■ **Task details**
Reproduce the records verbatim from their beginning through the line containing "532 318 L 529", including that line, and omit the pictures.

■ **Given records**
* * *

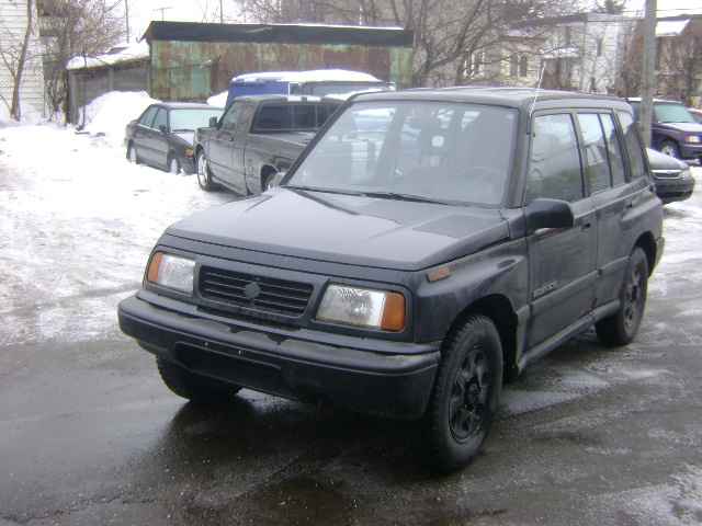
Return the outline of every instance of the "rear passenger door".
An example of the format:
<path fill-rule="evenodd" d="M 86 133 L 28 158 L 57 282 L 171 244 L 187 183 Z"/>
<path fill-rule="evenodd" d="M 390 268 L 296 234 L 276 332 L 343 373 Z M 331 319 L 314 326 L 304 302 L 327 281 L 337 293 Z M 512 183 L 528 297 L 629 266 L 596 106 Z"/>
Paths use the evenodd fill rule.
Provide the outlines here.
<path fill-rule="evenodd" d="M 597 306 L 616 299 L 633 240 L 627 236 L 627 216 L 635 187 L 626 176 L 624 150 L 611 112 L 581 111 L 577 121 L 582 137 L 585 180 L 592 196 L 598 222 L 596 284 Z"/>
<path fill-rule="evenodd" d="M 532 318 L 529 346 L 568 328 L 592 310 L 597 276 L 597 217 L 581 169 L 575 115 L 540 113 L 532 121 L 525 204 L 537 197 L 570 203 L 571 228 L 526 238 Z"/>

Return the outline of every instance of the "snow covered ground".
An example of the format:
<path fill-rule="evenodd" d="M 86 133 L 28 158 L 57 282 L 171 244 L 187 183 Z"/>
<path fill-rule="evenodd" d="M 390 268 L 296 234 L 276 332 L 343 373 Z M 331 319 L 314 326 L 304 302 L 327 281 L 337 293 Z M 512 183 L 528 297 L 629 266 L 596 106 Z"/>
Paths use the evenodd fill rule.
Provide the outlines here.
<path fill-rule="evenodd" d="M 133 165 L 109 138 L 50 125 L 1 128 L 3 170 L 4 344 L 117 331 L 116 305 L 139 286 L 162 230 L 234 198 L 202 192 L 194 176 Z"/>

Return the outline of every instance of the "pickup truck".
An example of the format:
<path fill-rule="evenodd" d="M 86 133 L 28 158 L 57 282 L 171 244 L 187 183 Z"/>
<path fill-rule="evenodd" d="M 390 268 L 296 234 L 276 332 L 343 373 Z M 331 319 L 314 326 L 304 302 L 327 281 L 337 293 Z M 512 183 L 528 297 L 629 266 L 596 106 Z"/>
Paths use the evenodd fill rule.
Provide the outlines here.
<path fill-rule="evenodd" d="M 258 194 L 287 171 L 341 101 L 317 96 L 242 96 L 195 134 L 197 184 Z M 279 178 L 280 179 L 280 178 Z"/>

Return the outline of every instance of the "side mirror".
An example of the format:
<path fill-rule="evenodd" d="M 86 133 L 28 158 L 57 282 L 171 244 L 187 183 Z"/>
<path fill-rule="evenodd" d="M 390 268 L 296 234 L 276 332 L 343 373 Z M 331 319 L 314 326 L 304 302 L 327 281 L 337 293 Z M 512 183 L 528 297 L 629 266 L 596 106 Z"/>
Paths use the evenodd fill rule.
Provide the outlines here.
<path fill-rule="evenodd" d="M 540 228 L 573 228 L 575 217 L 567 201 L 537 198 L 526 205 L 526 228 L 534 232 Z"/>

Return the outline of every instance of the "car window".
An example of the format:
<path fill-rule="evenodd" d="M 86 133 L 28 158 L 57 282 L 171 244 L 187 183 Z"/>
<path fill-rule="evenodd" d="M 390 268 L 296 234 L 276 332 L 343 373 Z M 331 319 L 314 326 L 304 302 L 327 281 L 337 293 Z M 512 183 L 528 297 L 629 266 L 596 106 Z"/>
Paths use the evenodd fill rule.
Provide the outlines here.
<path fill-rule="evenodd" d="M 517 112 L 500 106 L 358 102 L 286 184 L 496 206 L 511 172 L 516 128 Z"/>
<path fill-rule="evenodd" d="M 624 184 L 624 157 L 616 136 L 616 127 L 614 119 L 610 114 L 600 114 L 602 121 L 602 129 L 604 129 L 604 140 L 607 140 L 607 152 L 610 158 L 610 168 L 612 169 L 612 186 Z"/>
<path fill-rule="evenodd" d="M 139 124 L 143 126 L 151 127 L 151 123 L 154 123 L 154 115 L 156 115 L 156 111 L 158 106 L 149 106 L 146 112 L 139 118 Z"/>
<path fill-rule="evenodd" d="M 526 203 L 536 197 L 575 202 L 584 196 L 580 153 L 569 114 L 534 118 Z"/>
<path fill-rule="evenodd" d="M 168 126 L 168 114 L 166 113 L 166 110 L 159 107 L 158 113 L 156 114 L 156 118 L 154 118 L 152 127 L 155 129 L 160 129 L 161 126 Z"/>
<path fill-rule="evenodd" d="M 597 113 L 578 113 L 578 124 L 585 149 L 585 179 L 595 194 L 609 188 L 611 181 L 604 133 Z"/>
<path fill-rule="evenodd" d="M 638 137 L 638 129 L 634 124 L 634 119 L 626 112 L 616 112 L 619 122 L 624 133 L 624 142 L 629 153 L 629 162 L 631 167 L 632 179 L 642 178 L 646 173 L 646 163 L 644 162 L 644 149 Z"/>
<path fill-rule="evenodd" d="M 219 128 L 228 132 L 235 132 L 237 129 L 237 123 L 242 107 L 244 103 L 235 101 L 234 104 L 229 106 L 229 110 L 227 110 L 227 113 L 224 114 L 224 117 L 222 117 Z"/>

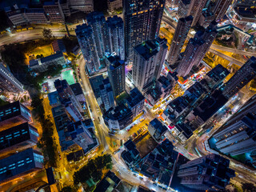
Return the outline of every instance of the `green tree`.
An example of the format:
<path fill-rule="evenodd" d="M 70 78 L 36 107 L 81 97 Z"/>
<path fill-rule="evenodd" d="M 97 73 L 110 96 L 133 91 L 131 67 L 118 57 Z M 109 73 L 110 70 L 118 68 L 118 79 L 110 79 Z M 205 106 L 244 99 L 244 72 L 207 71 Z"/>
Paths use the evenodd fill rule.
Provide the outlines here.
<path fill-rule="evenodd" d="M 91 177 L 93 178 L 94 182 L 98 182 L 102 179 L 102 170 L 96 170 L 92 173 Z"/>
<path fill-rule="evenodd" d="M 244 192 L 256 192 L 256 186 L 251 182 L 242 183 L 242 189 Z"/>
<path fill-rule="evenodd" d="M 74 186 L 64 186 L 60 192 L 76 192 L 78 191 Z"/>
<path fill-rule="evenodd" d="M 42 30 L 42 36 L 45 38 L 51 38 L 53 37 L 53 34 L 50 29 L 43 28 Z"/>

* * *

■ **Full response**
Return the outline of every instance of the "rear passenger door".
An example of the format:
<path fill-rule="evenodd" d="M 86 133 L 28 158 L 57 282 L 171 244 L 187 183 Z"/>
<path fill-rule="evenodd" d="M 390 268 L 296 234 L 276 332 L 343 373 Z M 331 319 L 314 326 L 304 302 L 327 281 L 337 293 Z M 512 183 L 528 297 L 629 266 L 596 106 Z"/>
Paths use the evenodd fill rule.
Provide the outlines here.
<path fill-rule="evenodd" d="M 597 306 L 616 299 L 633 240 L 627 236 L 627 216 L 635 187 L 626 176 L 624 150 L 611 112 L 581 111 L 577 121 L 582 137 L 585 180 L 592 196 L 598 222 L 596 284 Z"/>
<path fill-rule="evenodd" d="M 532 318 L 529 346 L 568 328 L 592 310 L 597 276 L 597 217 L 581 169 L 575 115 L 540 113 L 532 121 L 525 204 L 537 197 L 570 203 L 571 228 L 526 238 Z"/>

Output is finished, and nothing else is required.